### Задания
a) На сколько приборов был накрыт небольшой стол в тексте о кендюхе?
b) Назовите все составные части няни, которые перечислены в тексте о кендюхе при описании этого блюда.
c) Допишите текст о кендюхе: продолжите его после последней показанной фразы.

──────── Текст

Засим, подошедши к столу, где была закуска, гость и хозяин выпили как следует по рюмке водки, закусили, как закусывает вся пространная Россия по городам и деревням, то есть всякими соленостями и иными возбуждающими благодатями, и потекли все в столовую; впереди их, как плавный гусь, понеслась хозяйка. Небольшой стол был накрыт на четыре прибора. На четвертое место явилась очень скоро, трудно сказать утвердительно, кто такая, дама или девица, родственница, домоводка или просто проживающая в доме: что-то без чепца, около тридцати лет, в пестром платке. Есть лица, которые существуют на свете не как предмет, а как посторонние крапинки или пятнышки на предмете. Сидят они на том же месте, одинаково держат голову, их почти готов принять за мебель и думаешь, что отроду еще не выходило слово из таких уст; а где-нибудь в девичьей или в кладовой окажется просто: ого-го! (а шалун был Николай Васильевич, шалун, видно «знатока предмета»… и этакое то произведение преподают детям в школе безо всякой пометки «16+»! Хотя…хм… в школе я на этот отрывок и внимания не обратил - видимо не знал я в школе, как там именно, с 30 летними девицами, в кладовой «ого-го» можно делать).
- Щи, моя душа, сегодня очень хороши! - сказал Собакевич, хлебнувши щей и отваливши себе с блюда огромный кусок няни, известного блюда, которое подается к щам и состоит из бараньего желудка, начиненного гречневой кашей, мозгом и ножками. - Эдакой няни, - продолжал он, обратившись к Чичикову, - вы не будете есть в городе, там вам черт знает что подадут!

Няню, или кендюх, по традиционному рецепту полагается приготовлять в печи - об этом вам каждая уважаемая старинная книга расскажет. Но печи у меня лично на 5м этаже нет, поэтому приготовлю я, по меткому выражению Собакевича, «черт знает что». Рецепт этот у нас в семье давно уже адаптированный, приготовлялся десятки раз, что бабушкой, что матерью, настал, видимо и мой черед.

Для рецепта нам понадобятся:

Желудок (он же кендюх, он же шлунок) свиной или бараний

Сало свиное100 гр.

────────────────
──────── Исходные строки

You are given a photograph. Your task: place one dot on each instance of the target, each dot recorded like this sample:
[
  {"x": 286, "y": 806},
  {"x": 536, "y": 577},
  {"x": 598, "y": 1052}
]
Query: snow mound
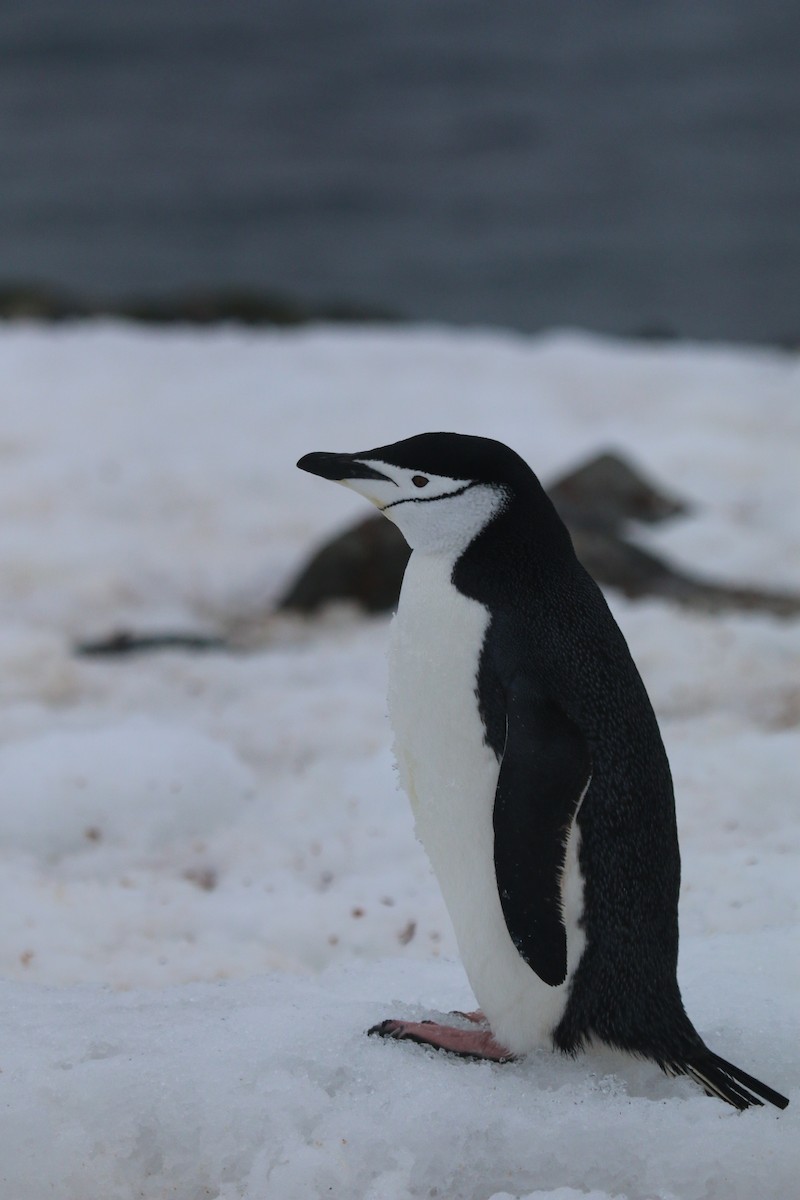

────────────────

### Ответы
a) На четыре прибора.

b) Бараний желудок, гречневая каша, мозг, ножки.

c)
Мясо свиное или говяжье 300 гр.

Лук репчатый 100 гр. или 2 средних головки

Крупа пшенная (рисовая, гречневая) 100 гр.

Масло растительное для обжарки 50 мл.

Соль, перец черный молотый.

Кендюх (няню) можно делать с разными крупами, не обязательно с гречкой. Отлично идет в няню рис, и очень оригинально идет пшено. Вот с пшеном мы её и приготовим.

Желудок, для устранения характерного запаха, выворачиваем ворсистой стороной наружу и замачиваем на 3-4 часа в воде, часто меняя воду. Тыльной стороной ножа соскабливаем слизь. Впрочем, у меня желудок уже очищенный, а с сырым, необработанным желудком, нужно сутки возиться, отмачивая-отскабливая.

Отмоченный желудок бланшируем 2-3 мин в кипящей воде. Во первых это окончательно удаляет остатки слизи, во вторых, он уплотняется и работать с ним потом гораздо легче.

Мясо режем на кубики 2-3 см

Сало и лук нарезаем мелким кубиком и обжариваем на сковороде до слабозолотистого цвета (сало разумеется нужно кидать прежде лука).

На той стадии, что показана на фото, добавляем в сало с луком мясо и обжариваем все вместе. Выкладываем полученную смесь в гастроемкость, добавляем хорошо промытое пшено. Все хорошо перемешиваем, солим, перчим по вкусу.

Желудок укладываем в тарелку (ну чтоб не свинячить на столе) разрезом кверху. Набиваем его смесью каши с мясом. Сок и жир от обжарки выливаем внутрь.

*Тут необходимо сделать пояснение. Если желудок начиняем пшеном, то укладывать его можно достаточно плотно, практически не оставляя свободного места, только не утрамбовывать. Если гречкой - свободного места оставить процентов 15-20 от общего объема. А вот если рисом - свободного места должно быть 30% не менее. Иначе рис не разбухнет, а спрессуется в монолитный слой, и употреблять это можно будет только при помощи бензопилы, да и сердцевина рисинок не проварится..

А теперь взяв толстую «цыганскую иглу»и не менее толстую нить, начинаем зашивать наш кендюх, грубыми стежками через край «по черному».

Зашитый желудок ставим варится на медленном огне на 2,5 часа в воду с душистым перцем, лавровым листом (или букетом гарни) и головкой чеснока.

Вытащенные кендюх, не давая ему остыть

Обжариваем на сковороде, поворачивая разными сторонами, зарумянивая бока. Советую сильно не пережаривать, только до чуть золотистого цвета, потому как жевать пережаренный желудок удовольствие довольно сомнительное. Я вот в погоне за «цветом» в паре мест его слегка передержал.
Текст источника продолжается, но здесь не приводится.